The request
Rewrite the records from their start through the line with "point(122, 124)", replacing "penalty area line" with "penalty box line" and leaving everything else unchanged.

— start Material for this exercise —

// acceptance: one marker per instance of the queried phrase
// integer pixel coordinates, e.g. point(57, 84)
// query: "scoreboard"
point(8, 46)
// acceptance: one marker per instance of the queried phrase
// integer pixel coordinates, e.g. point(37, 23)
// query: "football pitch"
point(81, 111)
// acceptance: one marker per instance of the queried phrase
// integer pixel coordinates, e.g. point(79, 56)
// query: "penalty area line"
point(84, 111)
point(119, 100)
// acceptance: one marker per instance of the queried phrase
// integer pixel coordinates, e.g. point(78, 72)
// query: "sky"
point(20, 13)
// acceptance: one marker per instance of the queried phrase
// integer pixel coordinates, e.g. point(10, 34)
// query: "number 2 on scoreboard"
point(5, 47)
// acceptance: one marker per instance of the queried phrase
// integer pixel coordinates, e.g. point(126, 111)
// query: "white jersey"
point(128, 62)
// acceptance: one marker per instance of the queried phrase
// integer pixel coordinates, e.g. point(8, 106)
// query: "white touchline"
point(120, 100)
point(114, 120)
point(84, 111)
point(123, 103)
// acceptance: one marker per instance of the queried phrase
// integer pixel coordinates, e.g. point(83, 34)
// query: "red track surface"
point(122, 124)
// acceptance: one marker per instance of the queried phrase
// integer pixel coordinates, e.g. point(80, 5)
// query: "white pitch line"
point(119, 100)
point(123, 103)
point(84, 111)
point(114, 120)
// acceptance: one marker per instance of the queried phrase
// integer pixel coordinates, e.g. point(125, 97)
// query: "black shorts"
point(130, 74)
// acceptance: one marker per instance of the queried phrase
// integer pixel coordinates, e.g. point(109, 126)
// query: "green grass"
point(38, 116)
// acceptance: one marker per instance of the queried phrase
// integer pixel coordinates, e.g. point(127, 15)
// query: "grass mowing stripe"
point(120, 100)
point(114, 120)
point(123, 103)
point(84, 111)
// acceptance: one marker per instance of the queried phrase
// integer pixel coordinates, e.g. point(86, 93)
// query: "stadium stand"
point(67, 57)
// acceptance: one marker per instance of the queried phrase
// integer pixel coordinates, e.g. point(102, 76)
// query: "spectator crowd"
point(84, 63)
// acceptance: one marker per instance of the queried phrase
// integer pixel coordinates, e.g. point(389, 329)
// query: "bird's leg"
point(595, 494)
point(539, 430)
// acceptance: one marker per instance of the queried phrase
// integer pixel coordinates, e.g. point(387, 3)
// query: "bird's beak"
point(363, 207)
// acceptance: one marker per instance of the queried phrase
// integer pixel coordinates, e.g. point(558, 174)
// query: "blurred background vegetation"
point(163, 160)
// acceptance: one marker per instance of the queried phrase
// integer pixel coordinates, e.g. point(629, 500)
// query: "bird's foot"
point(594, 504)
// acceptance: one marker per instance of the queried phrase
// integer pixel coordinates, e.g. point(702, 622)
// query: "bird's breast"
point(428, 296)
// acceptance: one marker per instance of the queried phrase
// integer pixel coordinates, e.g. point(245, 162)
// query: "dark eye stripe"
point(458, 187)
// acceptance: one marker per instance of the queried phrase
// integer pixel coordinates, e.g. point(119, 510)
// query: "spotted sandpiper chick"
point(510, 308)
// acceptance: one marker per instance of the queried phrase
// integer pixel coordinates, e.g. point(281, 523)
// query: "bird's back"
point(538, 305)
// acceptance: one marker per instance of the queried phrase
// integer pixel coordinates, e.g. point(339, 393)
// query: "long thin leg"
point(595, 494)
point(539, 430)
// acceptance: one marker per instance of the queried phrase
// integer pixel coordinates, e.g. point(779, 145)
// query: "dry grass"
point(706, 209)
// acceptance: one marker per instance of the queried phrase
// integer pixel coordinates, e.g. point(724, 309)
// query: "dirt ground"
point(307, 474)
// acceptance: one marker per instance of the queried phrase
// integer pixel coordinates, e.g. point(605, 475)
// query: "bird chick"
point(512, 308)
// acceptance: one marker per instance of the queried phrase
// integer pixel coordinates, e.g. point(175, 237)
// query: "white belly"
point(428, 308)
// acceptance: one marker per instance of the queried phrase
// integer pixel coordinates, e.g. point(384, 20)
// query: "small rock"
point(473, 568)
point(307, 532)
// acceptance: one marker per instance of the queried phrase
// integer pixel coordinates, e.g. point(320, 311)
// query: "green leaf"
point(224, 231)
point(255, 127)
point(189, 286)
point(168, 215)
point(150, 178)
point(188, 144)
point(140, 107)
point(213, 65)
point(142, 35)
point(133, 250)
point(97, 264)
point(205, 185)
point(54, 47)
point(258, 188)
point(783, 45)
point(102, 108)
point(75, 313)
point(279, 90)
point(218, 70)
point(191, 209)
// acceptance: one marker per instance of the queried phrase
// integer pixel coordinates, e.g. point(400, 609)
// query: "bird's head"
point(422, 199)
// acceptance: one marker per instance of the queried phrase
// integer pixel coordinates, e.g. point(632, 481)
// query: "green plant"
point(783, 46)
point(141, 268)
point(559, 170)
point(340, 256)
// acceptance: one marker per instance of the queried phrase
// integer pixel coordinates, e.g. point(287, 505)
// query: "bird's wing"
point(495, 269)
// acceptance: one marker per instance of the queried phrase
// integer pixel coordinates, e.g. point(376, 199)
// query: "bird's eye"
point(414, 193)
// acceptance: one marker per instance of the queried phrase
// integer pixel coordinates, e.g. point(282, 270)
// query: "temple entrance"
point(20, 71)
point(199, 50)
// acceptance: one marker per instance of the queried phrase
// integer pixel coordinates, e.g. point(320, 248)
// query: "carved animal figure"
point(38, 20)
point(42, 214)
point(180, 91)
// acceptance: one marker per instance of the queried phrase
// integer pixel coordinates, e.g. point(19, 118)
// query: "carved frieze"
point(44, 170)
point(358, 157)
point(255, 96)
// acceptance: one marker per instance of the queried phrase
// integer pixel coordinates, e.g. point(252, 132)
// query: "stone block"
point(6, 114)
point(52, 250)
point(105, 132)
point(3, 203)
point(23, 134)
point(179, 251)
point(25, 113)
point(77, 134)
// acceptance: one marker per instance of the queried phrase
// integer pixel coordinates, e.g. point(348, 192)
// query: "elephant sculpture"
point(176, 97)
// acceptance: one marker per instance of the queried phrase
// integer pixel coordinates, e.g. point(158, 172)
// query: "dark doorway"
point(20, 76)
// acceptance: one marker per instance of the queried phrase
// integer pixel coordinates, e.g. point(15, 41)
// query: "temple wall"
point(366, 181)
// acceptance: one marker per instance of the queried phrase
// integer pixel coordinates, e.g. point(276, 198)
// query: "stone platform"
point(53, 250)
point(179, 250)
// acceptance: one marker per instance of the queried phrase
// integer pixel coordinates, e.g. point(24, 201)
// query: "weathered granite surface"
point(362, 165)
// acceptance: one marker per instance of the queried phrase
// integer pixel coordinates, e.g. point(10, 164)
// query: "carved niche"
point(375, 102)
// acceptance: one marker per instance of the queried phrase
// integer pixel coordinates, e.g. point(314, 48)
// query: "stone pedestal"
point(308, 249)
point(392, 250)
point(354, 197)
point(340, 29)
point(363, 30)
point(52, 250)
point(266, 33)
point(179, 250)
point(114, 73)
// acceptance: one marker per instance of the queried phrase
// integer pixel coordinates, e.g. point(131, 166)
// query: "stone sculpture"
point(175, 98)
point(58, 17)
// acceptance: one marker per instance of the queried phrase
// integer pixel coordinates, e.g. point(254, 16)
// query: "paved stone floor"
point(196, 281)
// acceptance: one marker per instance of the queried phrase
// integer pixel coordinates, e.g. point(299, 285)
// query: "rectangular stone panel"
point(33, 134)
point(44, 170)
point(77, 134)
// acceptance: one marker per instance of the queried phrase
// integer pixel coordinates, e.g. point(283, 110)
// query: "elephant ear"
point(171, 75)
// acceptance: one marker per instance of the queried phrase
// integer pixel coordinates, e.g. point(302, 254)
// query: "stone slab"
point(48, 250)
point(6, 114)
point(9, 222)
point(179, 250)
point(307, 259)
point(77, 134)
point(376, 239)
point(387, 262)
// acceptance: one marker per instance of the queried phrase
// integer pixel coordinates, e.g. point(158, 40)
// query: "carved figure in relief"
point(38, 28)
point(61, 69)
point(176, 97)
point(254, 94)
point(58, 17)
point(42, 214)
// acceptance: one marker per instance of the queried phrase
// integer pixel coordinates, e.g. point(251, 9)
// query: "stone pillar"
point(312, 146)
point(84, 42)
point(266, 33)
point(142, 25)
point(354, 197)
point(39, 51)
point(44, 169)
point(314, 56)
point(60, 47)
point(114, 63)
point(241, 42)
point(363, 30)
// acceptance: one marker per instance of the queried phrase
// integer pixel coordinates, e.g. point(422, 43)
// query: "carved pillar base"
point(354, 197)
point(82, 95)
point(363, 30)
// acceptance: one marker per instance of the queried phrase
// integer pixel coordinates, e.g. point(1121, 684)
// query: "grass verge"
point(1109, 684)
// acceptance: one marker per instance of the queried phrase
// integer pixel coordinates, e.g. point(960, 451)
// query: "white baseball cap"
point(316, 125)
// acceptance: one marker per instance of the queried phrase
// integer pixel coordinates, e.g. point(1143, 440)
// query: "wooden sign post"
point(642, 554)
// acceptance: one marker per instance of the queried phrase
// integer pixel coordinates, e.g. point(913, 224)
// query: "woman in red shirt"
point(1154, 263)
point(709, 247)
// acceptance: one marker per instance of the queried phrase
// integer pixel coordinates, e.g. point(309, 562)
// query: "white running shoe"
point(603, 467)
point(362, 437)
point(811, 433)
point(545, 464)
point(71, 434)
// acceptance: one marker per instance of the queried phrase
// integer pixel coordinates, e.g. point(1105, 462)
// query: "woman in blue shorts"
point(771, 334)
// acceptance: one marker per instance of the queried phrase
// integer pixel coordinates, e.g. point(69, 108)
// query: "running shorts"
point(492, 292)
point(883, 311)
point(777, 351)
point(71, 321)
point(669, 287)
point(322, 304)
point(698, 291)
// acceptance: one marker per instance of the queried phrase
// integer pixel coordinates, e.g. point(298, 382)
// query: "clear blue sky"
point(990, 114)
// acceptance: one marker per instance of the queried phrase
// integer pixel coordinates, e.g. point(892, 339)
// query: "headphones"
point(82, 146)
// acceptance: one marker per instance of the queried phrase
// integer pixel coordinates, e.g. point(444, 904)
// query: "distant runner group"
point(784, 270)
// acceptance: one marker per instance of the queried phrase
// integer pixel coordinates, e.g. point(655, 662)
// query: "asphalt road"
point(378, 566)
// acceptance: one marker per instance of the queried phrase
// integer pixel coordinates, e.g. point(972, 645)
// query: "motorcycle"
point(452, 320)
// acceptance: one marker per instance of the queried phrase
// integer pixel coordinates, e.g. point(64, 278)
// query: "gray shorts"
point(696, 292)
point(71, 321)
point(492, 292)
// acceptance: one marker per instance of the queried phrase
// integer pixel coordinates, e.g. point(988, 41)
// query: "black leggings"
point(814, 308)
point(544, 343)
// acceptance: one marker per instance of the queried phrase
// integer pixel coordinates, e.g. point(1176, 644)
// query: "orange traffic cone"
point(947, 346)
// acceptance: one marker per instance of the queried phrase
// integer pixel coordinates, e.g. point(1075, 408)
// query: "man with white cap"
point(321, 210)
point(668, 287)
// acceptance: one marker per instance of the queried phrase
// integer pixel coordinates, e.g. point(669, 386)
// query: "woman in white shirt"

— end Material for this exercise —

Solution to this exercise
// acceptance: one marker per instance of the queried phrase
// integer pixel coordinates, e.g. point(57, 84)
// query: "scoreboard"
point(8, 46)
// acceptance: one marker per instance of the queried phrase
// integer pixel coordinates, e.g. point(37, 23)
// query: "football pitch"
point(81, 111)
// acceptance: one marker per instance of the queried phrase
// integer pixel coordinates, e.g. point(79, 56)
// query: "penalty box line"
point(84, 111)
point(119, 100)
// acceptance: one marker per instance of the queried phrase
// integer pixel coordinates, e.g. point(78, 72)
// query: "sky"
point(20, 13)
// acceptance: one marker per instance of the queried phrase
// integer pixel coordinates, e.g. point(10, 34)
// query: "number 2 on scoreboard"
point(5, 47)
// acceptance: one marker per instance of the queried phrase
// integer pixel coordinates, e.g. point(126, 111)
// query: "white jersey"
point(128, 62)
// acceptance: one marker per instance of the queried phrase
// integer pixel coordinates, e.g. point(8, 106)
// query: "white touchline"
point(120, 100)
point(114, 120)
point(84, 111)
point(123, 103)
// acceptance: one marker per instance of the queried phrase
// integer pixel coordinates, e.g. point(83, 34)
// query: "red track surface"
point(122, 124)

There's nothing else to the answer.